State only the number of lines in the rows below that contain the string "white", treating uppercase and lowercase letters as distinct.
__________
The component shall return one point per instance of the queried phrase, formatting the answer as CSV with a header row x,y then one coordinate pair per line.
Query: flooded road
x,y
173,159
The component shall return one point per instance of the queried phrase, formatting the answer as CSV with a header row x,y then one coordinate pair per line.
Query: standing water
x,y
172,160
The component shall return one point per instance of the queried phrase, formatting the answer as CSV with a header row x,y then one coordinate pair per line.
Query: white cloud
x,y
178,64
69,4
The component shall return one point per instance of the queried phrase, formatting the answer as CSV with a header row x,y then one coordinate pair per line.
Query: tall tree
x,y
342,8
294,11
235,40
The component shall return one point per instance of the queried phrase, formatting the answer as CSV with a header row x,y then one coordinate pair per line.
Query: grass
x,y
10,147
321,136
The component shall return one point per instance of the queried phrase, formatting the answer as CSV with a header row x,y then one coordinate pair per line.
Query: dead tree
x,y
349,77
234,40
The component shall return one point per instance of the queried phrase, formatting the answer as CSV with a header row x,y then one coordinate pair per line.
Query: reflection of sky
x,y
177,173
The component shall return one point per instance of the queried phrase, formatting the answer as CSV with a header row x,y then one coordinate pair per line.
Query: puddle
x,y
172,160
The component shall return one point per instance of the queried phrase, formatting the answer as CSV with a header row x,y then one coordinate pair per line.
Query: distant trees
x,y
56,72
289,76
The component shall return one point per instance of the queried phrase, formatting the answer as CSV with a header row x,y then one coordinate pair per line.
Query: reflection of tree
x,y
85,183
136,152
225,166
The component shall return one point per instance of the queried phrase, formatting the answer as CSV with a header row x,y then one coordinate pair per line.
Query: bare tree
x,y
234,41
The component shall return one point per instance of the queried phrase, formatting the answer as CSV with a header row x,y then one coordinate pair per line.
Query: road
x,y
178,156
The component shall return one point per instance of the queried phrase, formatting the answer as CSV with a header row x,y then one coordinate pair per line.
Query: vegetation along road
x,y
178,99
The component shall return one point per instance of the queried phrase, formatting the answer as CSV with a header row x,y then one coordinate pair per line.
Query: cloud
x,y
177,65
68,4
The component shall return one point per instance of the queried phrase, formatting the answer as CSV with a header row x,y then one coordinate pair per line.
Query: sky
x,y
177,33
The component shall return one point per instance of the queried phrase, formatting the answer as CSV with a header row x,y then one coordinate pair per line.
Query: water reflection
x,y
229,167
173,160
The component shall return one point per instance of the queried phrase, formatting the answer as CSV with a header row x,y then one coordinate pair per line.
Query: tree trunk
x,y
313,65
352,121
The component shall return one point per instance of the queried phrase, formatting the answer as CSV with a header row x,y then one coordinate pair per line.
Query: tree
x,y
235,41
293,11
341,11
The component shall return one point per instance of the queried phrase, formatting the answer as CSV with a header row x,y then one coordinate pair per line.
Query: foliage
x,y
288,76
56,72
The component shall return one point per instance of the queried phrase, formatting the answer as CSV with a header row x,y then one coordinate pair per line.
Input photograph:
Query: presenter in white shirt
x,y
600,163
__________
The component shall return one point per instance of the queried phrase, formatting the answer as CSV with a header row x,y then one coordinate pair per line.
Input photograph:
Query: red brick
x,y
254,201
__________
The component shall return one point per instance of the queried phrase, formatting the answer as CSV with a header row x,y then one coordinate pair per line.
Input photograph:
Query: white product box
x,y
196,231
__________
TASK SOLUTION: 3